**What is being asked:** Repeat the lines of the listing below exactly, starting at the line that contains "# test: mark the turquoise" and running through the last line, both included, and only those.

**Information provided:**
==============================

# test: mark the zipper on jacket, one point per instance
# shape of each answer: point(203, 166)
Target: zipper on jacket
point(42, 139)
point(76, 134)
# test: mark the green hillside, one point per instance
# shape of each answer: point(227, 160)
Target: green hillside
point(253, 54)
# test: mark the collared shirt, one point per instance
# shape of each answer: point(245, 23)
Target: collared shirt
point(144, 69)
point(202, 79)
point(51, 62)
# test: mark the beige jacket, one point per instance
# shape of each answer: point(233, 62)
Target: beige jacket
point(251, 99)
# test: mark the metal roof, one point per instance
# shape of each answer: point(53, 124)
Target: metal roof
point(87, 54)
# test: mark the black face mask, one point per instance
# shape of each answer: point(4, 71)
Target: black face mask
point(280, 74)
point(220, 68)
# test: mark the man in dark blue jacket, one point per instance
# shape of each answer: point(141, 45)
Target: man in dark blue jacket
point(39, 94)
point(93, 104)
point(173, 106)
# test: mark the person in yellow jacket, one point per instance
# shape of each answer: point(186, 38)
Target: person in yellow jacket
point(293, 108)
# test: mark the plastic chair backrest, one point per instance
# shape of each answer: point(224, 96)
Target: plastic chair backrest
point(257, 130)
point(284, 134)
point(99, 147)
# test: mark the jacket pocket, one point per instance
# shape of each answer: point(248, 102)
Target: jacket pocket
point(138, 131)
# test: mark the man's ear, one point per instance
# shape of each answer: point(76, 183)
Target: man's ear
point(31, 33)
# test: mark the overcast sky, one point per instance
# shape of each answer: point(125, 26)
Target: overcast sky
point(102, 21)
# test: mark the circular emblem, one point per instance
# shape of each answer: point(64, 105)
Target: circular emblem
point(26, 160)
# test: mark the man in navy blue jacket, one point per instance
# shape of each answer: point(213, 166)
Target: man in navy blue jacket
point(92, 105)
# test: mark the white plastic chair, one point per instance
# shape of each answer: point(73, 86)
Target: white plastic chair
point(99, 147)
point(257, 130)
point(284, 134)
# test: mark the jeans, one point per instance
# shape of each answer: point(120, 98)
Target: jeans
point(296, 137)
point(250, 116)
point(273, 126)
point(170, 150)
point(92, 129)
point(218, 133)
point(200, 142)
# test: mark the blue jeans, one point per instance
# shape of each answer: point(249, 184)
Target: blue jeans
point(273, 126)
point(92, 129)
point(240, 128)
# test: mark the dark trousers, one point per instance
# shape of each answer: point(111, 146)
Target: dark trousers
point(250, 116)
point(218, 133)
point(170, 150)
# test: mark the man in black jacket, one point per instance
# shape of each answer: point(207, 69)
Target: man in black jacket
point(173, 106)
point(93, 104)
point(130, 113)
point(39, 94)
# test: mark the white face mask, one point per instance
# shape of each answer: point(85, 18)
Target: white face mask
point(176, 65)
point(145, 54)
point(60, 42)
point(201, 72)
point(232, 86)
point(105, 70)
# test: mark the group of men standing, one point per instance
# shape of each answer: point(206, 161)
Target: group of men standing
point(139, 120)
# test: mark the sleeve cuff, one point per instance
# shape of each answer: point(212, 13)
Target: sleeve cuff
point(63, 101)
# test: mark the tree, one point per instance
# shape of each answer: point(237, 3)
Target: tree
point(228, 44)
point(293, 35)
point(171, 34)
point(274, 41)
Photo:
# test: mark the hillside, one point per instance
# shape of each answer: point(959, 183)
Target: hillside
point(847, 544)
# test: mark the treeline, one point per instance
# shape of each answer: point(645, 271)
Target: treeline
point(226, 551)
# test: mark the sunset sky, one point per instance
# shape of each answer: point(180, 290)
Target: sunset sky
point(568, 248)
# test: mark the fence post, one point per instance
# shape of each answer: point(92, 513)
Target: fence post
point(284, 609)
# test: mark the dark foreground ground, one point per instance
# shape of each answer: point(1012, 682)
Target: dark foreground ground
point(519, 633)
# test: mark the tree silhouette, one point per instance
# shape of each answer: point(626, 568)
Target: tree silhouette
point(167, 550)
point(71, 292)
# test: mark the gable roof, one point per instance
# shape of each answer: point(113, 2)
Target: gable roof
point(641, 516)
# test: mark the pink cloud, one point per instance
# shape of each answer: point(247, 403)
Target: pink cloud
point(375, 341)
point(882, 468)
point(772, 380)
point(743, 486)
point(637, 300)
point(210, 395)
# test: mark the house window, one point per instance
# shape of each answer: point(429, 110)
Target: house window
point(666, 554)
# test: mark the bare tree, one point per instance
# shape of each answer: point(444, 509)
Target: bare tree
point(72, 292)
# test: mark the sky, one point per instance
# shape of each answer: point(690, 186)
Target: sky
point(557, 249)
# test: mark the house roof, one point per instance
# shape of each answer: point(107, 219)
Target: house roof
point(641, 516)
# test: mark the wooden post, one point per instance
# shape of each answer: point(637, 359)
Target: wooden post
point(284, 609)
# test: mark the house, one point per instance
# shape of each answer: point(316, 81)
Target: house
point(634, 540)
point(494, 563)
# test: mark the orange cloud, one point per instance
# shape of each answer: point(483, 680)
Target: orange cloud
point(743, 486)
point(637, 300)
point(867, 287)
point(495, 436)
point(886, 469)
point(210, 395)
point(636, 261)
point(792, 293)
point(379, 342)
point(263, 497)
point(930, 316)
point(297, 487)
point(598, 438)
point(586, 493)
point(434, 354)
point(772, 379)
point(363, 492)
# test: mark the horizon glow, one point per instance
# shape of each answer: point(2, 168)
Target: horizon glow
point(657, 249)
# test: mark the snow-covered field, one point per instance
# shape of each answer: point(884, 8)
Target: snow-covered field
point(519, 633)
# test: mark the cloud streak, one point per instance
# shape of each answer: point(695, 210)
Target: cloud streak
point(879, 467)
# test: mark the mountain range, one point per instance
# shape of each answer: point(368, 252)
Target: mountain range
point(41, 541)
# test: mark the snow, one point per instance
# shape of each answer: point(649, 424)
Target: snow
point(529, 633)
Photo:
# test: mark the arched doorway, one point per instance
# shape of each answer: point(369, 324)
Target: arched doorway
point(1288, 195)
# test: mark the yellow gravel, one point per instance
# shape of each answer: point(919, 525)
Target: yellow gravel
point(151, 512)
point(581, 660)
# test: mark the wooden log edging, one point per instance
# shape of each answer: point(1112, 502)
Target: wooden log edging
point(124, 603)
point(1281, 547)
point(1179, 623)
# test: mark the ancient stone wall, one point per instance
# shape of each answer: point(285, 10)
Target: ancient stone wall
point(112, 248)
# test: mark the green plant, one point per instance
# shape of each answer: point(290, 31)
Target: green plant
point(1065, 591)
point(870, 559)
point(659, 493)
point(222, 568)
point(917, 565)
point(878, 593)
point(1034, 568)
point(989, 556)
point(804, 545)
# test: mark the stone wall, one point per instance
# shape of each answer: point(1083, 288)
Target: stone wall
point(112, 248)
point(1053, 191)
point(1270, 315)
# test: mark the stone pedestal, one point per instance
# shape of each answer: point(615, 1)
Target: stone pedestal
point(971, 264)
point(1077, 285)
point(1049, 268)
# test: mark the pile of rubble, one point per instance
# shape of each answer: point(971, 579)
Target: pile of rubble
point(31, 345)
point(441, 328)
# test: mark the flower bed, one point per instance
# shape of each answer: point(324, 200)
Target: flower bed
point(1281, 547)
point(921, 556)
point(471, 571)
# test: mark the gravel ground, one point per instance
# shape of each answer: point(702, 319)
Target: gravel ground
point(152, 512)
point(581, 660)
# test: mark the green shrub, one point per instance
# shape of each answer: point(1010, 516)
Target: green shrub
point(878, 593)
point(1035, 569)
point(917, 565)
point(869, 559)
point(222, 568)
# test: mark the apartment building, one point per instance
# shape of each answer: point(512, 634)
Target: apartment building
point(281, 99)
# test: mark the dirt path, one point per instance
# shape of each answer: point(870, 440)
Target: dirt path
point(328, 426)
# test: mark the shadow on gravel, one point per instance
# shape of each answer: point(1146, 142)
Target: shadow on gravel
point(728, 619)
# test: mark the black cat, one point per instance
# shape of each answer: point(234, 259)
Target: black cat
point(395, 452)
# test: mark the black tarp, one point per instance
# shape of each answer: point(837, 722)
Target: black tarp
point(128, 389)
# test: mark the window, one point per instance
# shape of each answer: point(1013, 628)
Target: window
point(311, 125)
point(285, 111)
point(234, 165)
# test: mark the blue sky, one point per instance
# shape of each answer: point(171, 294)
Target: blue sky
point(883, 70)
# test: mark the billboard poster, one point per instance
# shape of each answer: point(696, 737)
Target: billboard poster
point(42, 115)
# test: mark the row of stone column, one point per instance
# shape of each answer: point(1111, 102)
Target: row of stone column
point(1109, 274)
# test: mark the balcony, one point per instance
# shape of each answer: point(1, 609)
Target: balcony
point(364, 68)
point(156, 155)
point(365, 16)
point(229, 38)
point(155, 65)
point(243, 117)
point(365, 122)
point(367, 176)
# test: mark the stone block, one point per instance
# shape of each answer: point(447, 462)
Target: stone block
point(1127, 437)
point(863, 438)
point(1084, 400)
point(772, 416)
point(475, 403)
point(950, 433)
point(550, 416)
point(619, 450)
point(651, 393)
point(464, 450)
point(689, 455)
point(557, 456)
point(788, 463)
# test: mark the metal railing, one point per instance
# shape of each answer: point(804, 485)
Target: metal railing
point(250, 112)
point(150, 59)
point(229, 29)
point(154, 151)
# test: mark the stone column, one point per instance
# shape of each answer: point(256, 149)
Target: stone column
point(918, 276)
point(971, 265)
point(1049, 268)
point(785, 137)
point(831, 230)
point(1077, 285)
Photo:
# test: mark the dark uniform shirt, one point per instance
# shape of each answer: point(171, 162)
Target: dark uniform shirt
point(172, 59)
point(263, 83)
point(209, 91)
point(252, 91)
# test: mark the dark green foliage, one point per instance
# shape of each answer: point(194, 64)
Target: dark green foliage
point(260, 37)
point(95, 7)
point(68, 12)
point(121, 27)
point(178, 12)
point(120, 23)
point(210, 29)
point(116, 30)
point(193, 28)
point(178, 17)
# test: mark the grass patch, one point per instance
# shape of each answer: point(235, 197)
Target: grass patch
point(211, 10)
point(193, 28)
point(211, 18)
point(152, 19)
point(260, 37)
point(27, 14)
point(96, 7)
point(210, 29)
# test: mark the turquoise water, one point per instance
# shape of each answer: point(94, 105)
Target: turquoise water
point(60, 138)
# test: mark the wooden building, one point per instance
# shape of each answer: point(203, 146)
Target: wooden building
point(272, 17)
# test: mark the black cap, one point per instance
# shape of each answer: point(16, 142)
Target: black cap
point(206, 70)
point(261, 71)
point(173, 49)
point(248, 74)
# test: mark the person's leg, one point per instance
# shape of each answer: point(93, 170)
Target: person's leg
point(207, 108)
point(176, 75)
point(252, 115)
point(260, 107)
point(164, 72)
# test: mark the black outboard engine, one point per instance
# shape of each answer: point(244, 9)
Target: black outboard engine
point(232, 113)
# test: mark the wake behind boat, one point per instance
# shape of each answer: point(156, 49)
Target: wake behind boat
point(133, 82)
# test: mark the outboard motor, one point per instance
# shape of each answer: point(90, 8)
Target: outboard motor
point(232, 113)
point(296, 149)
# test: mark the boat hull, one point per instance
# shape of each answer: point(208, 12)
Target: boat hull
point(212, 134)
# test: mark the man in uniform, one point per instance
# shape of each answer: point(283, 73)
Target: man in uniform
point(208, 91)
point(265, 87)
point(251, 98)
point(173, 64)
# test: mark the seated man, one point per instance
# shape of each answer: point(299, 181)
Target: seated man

==============================

**Result of this exercise:**
# test: mark the turquoise water, one point per instance
# shape of each answer: point(94, 105)
Target: turquoise water
point(60, 138)
# test: mark the wooden building, one point per instance
# shape of each answer: point(203, 146)
Target: wooden building
point(272, 17)
# test: mark the black cap, one point per instance
# shape of each answer: point(16, 142)
Target: black cap
point(206, 70)
point(261, 71)
point(173, 49)
point(248, 74)
# test: mark the person's leg, one point per instance
# shape of each answer: point(93, 170)
Target: person's leg
point(207, 108)
point(176, 75)
point(252, 115)
point(260, 107)
point(164, 72)
# test: mark the black outboard engine, one point per instance
# shape of each answer: point(244, 9)
Target: black outboard engine
point(232, 113)
# test: mark the wake behind boat, one point per instance
# shape of each answer: point(156, 49)
Target: wake behind boat
point(133, 82)
# test: mark the outboard motor, one point per instance
# shape of each answer: point(90, 8)
Target: outboard motor
point(232, 113)
point(296, 149)
# test: mark the boat hull, one point per instance
# shape of each answer: point(208, 12)
Target: boat hull
point(212, 134)
# test: mark the man in uniform, one point per instance
# shape of each answer: point(283, 73)
Target: man in uniform
point(208, 91)
point(265, 87)
point(251, 98)
point(173, 64)
# test: mark the seated man, one point per instance
# shape of each answer: point(299, 181)
Target: seated man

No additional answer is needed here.